Extracted records:
= = = =

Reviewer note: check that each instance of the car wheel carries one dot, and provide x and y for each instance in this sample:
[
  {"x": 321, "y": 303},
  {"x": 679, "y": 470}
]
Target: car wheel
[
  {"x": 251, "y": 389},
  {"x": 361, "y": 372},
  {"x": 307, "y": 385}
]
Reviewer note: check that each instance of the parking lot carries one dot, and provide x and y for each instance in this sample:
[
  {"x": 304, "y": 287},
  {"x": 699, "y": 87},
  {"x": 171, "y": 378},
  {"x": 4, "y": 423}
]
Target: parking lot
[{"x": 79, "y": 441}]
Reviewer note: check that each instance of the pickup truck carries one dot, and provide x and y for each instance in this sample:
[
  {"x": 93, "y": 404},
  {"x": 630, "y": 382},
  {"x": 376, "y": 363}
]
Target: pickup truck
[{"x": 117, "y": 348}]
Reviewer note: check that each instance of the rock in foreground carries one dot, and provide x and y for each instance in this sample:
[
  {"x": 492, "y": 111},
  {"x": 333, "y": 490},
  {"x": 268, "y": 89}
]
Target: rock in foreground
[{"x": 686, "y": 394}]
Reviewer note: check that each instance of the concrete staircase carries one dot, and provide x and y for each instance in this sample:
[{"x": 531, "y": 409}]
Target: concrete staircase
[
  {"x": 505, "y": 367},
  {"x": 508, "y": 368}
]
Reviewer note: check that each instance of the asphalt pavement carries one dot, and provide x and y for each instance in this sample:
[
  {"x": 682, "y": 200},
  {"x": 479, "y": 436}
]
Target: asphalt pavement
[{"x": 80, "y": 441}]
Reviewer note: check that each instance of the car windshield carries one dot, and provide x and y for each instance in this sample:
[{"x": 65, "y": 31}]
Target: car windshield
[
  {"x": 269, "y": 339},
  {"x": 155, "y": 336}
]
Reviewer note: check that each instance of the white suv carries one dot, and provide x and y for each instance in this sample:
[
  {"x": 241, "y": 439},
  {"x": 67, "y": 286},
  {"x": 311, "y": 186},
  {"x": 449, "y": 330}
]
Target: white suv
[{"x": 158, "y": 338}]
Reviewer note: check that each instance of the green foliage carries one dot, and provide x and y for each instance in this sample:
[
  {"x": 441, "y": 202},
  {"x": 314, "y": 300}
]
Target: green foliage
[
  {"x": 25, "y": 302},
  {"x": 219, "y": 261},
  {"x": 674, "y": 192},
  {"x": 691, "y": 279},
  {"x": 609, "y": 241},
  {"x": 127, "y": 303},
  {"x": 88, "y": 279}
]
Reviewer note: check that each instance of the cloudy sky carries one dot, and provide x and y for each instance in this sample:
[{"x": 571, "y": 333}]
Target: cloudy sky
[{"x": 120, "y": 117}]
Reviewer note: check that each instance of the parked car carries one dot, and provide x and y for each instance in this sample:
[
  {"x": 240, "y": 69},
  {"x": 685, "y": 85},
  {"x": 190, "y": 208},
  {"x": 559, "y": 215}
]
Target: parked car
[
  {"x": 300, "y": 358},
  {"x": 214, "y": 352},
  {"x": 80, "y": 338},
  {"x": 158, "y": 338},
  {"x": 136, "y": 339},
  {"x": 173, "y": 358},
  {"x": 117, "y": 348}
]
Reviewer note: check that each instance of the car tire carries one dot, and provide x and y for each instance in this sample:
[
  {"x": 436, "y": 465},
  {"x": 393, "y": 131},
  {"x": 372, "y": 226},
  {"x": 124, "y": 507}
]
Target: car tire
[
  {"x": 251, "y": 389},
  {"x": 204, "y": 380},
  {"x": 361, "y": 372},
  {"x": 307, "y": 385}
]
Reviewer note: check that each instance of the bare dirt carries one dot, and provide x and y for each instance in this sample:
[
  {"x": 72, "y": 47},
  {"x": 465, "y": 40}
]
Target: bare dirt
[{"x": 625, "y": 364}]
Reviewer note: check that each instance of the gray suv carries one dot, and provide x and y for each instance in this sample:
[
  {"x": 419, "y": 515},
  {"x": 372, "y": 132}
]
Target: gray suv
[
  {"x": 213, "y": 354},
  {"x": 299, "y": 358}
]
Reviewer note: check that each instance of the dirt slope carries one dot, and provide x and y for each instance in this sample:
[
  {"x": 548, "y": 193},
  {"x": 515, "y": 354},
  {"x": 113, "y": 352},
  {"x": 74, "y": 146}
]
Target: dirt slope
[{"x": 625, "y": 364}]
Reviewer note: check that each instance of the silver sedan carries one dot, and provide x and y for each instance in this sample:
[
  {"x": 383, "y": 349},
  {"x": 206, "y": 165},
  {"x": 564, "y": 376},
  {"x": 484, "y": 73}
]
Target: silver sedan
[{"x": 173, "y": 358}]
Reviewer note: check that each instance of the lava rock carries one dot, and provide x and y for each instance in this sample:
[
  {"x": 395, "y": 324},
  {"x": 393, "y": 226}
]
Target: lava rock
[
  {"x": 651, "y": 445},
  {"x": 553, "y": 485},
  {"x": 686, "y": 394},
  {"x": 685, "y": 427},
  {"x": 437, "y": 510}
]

= = = =

Task description
Start at the top line of the records and retype them all exactly.

Answer space
Reviewer note: check that each instance of the car wheel carries one dot, and provide x and y for each instance in this sample:
[
  {"x": 321, "y": 303},
  {"x": 679, "y": 470}
]
Target: car wheel
[
  {"x": 251, "y": 389},
  {"x": 361, "y": 372},
  {"x": 307, "y": 385}
]
Reviewer note: check that each instance of the parking lot carries one dot, and provide x and y for each instance in this sample:
[
  {"x": 304, "y": 287},
  {"x": 699, "y": 87},
  {"x": 171, "y": 378},
  {"x": 4, "y": 423}
]
Target: parking lot
[{"x": 79, "y": 441}]
Reviewer note: check that each instance of the pickup truck carries one dot, and provide x and y for each instance in this sample:
[
  {"x": 93, "y": 404},
  {"x": 630, "y": 382},
  {"x": 376, "y": 363}
]
Target: pickup truck
[{"x": 117, "y": 348}]
Reviewer note: check that each instance of the rock in foreground carries one dot, and provide x and y for each instance in this sample:
[
  {"x": 492, "y": 111},
  {"x": 333, "y": 490},
  {"x": 268, "y": 89}
]
Target: rock in foreground
[{"x": 686, "y": 394}]
Reviewer note: check that each instance of the concrete staircase carries one dot, and provide x and y for each instance in this sample:
[{"x": 531, "y": 409}]
Target: concrete staircase
[
  {"x": 505, "y": 367},
  {"x": 508, "y": 368}
]
Reviewer note: check that each instance of the asphalt pavement carries one dot, and provide x and y for each instance in this sample:
[
  {"x": 682, "y": 200},
  {"x": 479, "y": 436}
]
Target: asphalt pavement
[{"x": 80, "y": 441}]
Reviewer note: check that each instance of the car windshield carries one dot, and provide x and y for each instance in this sample:
[{"x": 65, "y": 31}]
Target: car windshield
[
  {"x": 269, "y": 339},
  {"x": 155, "y": 336}
]
Reviewer note: check that each instance of the white suv carries one dot, and provide x and y for each instance in this sample:
[
  {"x": 241, "y": 439},
  {"x": 67, "y": 286},
  {"x": 311, "y": 186},
  {"x": 449, "y": 330}
]
Target: white suv
[{"x": 158, "y": 338}]
Reviewer note: check that each instance of the green foliage carries one dot, and provide x and y for each instance in this sample:
[
  {"x": 441, "y": 202},
  {"x": 314, "y": 300}
]
Target: green foliage
[
  {"x": 25, "y": 302},
  {"x": 219, "y": 261},
  {"x": 674, "y": 192},
  {"x": 691, "y": 279},
  {"x": 609, "y": 241},
  {"x": 127, "y": 303},
  {"x": 88, "y": 279}
]
Reviewer note: check that each instance of the cloudy sky carries one dot, and provide x and y for each instance in this sample:
[{"x": 571, "y": 333}]
Target: cloudy sky
[{"x": 120, "y": 117}]
Reviewer note: check that each instance of the parked car carries one dot, and provide x and y for each instance in this sample:
[
  {"x": 240, "y": 69},
  {"x": 685, "y": 85},
  {"x": 190, "y": 208},
  {"x": 559, "y": 215}
]
Target: parked car
[
  {"x": 300, "y": 358},
  {"x": 214, "y": 352},
  {"x": 80, "y": 338},
  {"x": 158, "y": 338},
  {"x": 136, "y": 339},
  {"x": 173, "y": 358},
  {"x": 117, "y": 348}
]
Reviewer note: check that each instance of the car tire carries one dot, and provide x and y for each instance in this sample:
[
  {"x": 436, "y": 465},
  {"x": 393, "y": 131},
  {"x": 372, "y": 226},
  {"x": 124, "y": 507}
]
Target: car tire
[
  {"x": 251, "y": 389},
  {"x": 204, "y": 380},
  {"x": 361, "y": 372},
  {"x": 307, "y": 385}
]
Reviewer note: check that each instance of the bare dirt carries one dot, and provide x and y for each instance in this sample:
[
  {"x": 72, "y": 47},
  {"x": 465, "y": 40}
]
Target: bare dirt
[{"x": 625, "y": 364}]
Reviewer note: check that each instance of the gray suv carries one dot, and provide x and y for each instance in this sample:
[
  {"x": 419, "y": 515},
  {"x": 372, "y": 132}
]
Target: gray suv
[
  {"x": 213, "y": 354},
  {"x": 299, "y": 358}
]
Reviewer note: check that each instance of the dirt slope carries one dot, and provide x and y for each instance in this sample:
[
  {"x": 548, "y": 193},
  {"x": 515, "y": 354},
  {"x": 113, "y": 352},
  {"x": 74, "y": 146}
]
Target: dirt slope
[{"x": 625, "y": 364}]
Reviewer note: check that each instance of the silver sedan carries one dot, and provide x and y for each instance in this sample:
[
  {"x": 383, "y": 349},
  {"x": 206, "y": 165},
  {"x": 564, "y": 376},
  {"x": 484, "y": 73}
]
Target: silver sedan
[{"x": 173, "y": 358}]
Reviewer note: check that each instance of the lava rock carries one dot, and provide x and y for each instance in this sample:
[
  {"x": 395, "y": 324},
  {"x": 393, "y": 226}
]
Target: lava rock
[
  {"x": 651, "y": 445},
  {"x": 553, "y": 485},
  {"x": 686, "y": 394},
  {"x": 685, "y": 427},
  {"x": 437, "y": 510}
]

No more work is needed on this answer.